**EXCERPT TO READ:**
Monday, July 02, 2007

I just love this picture


The Cubs are on a winning streak and play the Nationals tomorrow at 6:05. Then the Marlins play the Padres, and it's televised here at 9:05. That means I get to start the evening watching the Cubs gain on Milwaukee and end it by gazing upon my beloved, future Hall of Famer Greg Maddux.

I know that explaining my future baseball TV viewing habits makes for a lame post. But doesn't that photo redeem it? (I know I wanted to see it again.)

Not about Scooter Libby

The blogosphere and cable TV are abuzz about the commutation, but except that I'm surprised by the timing, I must admit I don't care. On a purely human level, I don't even mind. Scooter Libby risked everything to take one for the team. He lied to protect Bush, Cheyney and Rove. In a way, it's kinda nice to see they aren't going to let him twist in the wind.

Which is not to say that I haven't found the last 6 years enormously, profoundly disappointing.

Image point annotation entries
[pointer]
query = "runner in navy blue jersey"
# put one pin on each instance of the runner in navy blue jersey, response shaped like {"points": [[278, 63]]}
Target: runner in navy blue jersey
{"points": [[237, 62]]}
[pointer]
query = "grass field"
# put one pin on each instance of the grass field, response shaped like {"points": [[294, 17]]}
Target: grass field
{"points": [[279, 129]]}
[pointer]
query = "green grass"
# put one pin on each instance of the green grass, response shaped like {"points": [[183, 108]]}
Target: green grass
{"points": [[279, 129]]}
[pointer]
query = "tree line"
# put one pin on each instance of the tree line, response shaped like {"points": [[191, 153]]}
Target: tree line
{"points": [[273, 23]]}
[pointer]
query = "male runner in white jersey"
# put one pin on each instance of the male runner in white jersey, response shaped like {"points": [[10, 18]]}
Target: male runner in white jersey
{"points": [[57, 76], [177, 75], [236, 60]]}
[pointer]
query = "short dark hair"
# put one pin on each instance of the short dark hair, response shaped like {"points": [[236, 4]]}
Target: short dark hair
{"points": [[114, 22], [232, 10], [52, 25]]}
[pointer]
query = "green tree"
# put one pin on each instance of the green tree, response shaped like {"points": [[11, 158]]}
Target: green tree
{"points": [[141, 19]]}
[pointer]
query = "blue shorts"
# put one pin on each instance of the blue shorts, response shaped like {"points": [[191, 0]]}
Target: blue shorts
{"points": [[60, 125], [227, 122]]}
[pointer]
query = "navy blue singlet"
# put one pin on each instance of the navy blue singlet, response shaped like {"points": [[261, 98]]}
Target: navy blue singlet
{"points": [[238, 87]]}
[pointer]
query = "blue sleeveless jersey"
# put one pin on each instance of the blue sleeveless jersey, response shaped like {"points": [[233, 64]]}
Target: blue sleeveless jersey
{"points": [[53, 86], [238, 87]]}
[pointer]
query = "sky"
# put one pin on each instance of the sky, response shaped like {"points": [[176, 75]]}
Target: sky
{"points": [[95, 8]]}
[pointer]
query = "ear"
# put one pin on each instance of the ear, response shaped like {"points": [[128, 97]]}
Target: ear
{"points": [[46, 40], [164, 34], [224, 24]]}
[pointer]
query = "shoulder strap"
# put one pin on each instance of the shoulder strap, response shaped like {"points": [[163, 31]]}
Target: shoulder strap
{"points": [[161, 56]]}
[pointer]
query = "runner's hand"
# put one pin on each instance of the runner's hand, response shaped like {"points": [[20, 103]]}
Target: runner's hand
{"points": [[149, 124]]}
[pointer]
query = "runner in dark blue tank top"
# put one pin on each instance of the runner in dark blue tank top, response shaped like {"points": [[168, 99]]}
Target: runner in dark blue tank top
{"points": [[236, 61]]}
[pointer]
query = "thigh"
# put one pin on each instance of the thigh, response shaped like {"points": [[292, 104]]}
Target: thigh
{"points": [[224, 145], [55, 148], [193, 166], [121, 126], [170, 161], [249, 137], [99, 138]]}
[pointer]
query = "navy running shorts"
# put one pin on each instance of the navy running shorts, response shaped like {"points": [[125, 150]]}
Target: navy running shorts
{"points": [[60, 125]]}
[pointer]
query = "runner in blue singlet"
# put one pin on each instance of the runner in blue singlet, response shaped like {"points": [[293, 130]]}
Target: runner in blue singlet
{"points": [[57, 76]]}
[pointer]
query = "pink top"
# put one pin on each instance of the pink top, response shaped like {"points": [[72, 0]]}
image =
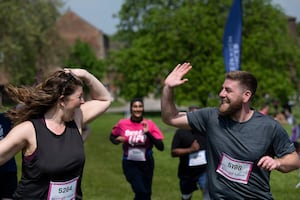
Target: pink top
{"points": [[134, 134]]}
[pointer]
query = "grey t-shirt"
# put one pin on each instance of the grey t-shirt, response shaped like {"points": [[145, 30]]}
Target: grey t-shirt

**TASK TO CARRY OUT:** Reproduce, word for word, the part of the blog post that opens with the words containing "The blogosphere and" and closes with "in the wind.".

**THE ANSWER:**
The blogosphere and cable TV are abuzz about the commutation, but except that I'm surprised by the timing, I must admit I don't care. On a purely human level, I don't even mind. Scooter Libby risked everything to take one for the team. He lied to protect Bush, Cheyney and Rove. In a way, it's kinda nice to see they aren't going to let him twist in the wind.